EXERCISE BRIEF:
Return every line of the data below that contains the word "black", copying each such line in full.

EXTRACTED MATERIAL:
▬▬▬▬▬▬

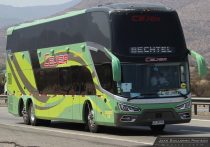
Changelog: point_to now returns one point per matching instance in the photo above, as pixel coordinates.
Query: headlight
(186, 105)
(128, 108)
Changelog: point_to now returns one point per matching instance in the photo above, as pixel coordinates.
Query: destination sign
(148, 50)
(52, 61)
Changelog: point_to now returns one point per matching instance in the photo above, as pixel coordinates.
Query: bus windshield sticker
(145, 18)
(152, 50)
(126, 87)
(52, 61)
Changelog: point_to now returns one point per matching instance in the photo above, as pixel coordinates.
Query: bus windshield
(147, 33)
(154, 80)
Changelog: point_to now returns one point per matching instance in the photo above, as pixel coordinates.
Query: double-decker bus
(113, 65)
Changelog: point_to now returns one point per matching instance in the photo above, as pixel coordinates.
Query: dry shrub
(200, 87)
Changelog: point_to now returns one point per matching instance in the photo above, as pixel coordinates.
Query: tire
(26, 117)
(90, 117)
(157, 129)
(35, 121)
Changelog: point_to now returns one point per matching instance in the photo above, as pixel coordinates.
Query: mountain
(194, 16)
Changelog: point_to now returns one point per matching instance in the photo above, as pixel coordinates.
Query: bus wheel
(158, 128)
(34, 121)
(26, 117)
(92, 126)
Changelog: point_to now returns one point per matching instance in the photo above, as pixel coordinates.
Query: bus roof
(107, 8)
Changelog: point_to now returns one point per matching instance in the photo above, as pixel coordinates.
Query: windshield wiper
(183, 95)
(132, 98)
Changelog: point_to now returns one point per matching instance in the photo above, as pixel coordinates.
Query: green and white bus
(112, 65)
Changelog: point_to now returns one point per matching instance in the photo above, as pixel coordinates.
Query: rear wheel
(92, 126)
(158, 128)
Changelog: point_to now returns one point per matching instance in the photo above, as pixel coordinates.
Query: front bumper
(146, 118)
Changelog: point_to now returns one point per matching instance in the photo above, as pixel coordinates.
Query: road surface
(59, 134)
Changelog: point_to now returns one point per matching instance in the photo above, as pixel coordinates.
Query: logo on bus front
(145, 50)
(52, 61)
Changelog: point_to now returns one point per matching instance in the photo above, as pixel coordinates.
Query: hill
(194, 16)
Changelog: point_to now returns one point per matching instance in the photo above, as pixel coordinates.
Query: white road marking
(80, 134)
(192, 131)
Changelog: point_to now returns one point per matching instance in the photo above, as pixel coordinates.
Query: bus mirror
(201, 63)
(116, 68)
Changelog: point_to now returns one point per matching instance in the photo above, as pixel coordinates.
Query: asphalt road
(59, 134)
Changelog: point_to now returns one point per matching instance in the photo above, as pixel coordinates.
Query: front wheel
(92, 126)
(34, 121)
(158, 128)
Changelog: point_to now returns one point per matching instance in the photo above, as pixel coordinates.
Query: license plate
(158, 122)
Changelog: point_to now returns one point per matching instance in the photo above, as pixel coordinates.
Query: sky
(23, 3)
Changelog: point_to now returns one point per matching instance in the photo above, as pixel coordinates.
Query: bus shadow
(170, 130)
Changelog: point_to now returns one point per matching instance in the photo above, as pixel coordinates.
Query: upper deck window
(147, 33)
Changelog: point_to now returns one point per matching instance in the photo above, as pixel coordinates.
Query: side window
(104, 72)
(47, 81)
(75, 80)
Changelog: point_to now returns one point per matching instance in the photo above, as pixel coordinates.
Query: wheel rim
(32, 114)
(91, 119)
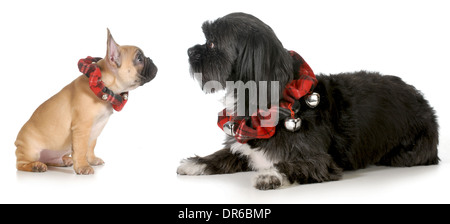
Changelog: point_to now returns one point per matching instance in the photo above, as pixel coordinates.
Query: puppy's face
(239, 47)
(129, 64)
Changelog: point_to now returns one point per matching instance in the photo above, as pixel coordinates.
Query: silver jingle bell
(228, 128)
(313, 100)
(292, 124)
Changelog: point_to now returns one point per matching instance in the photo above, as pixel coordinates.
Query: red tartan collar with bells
(92, 71)
(247, 129)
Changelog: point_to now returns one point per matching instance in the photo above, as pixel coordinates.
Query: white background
(170, 118)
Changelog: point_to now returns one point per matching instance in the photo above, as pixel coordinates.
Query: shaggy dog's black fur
(363, 118)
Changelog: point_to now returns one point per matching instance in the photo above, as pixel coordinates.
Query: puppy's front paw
(38, 167)
(84, 170)
(96, 161)
(268, 180)
(191, 167)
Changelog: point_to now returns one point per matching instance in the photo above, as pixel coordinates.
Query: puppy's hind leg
(220, 162)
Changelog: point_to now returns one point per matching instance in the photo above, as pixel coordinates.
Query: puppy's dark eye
(139, 58)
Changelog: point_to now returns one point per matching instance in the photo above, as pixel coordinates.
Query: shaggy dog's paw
(268, 180)
(191, 167)
(84, 170)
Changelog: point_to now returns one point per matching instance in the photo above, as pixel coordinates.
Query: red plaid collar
(248, 129)
(92, 71)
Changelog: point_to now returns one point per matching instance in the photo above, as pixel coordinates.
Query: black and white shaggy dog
(362, 118)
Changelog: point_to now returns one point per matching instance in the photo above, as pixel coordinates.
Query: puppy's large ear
(112, 52)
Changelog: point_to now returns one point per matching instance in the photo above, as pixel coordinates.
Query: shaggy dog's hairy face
(240, 47)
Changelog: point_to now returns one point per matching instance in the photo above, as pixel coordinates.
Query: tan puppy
(69, 123)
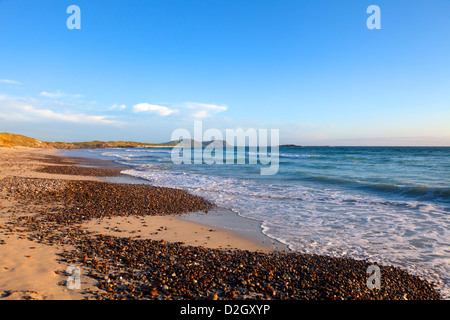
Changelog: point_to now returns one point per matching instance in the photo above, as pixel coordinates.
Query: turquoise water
(385, 204)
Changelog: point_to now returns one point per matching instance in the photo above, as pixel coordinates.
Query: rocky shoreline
(128, 268)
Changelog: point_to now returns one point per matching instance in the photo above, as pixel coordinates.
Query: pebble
(127, 268)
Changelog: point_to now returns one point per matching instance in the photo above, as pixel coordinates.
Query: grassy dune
(15, 140)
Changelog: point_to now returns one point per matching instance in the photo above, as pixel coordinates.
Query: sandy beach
(30, 270)
(134, 241)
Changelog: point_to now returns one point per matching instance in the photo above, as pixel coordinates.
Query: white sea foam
(407, 234)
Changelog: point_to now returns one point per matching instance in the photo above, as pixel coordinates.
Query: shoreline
(46, 212)
(245, 231)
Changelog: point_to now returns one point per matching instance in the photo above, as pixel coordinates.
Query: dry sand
(29, 270)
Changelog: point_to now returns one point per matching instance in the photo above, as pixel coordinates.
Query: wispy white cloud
(59, 94)
(117, 107)
(204, 110)
(14, 82)
(161, 110)
(19, 109)
(78, 117)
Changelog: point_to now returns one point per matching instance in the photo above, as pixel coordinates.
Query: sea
(389, 205)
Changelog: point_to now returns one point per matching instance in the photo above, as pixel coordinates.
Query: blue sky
(137, 70)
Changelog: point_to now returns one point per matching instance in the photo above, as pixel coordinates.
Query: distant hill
(16, 140)
(13, 140)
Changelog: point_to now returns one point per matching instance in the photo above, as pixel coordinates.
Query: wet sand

▬▬▬▬▬▬

WRITTEN RESPONSE:
Query: shaggy dog's black fur
Query: black and white shaggy dog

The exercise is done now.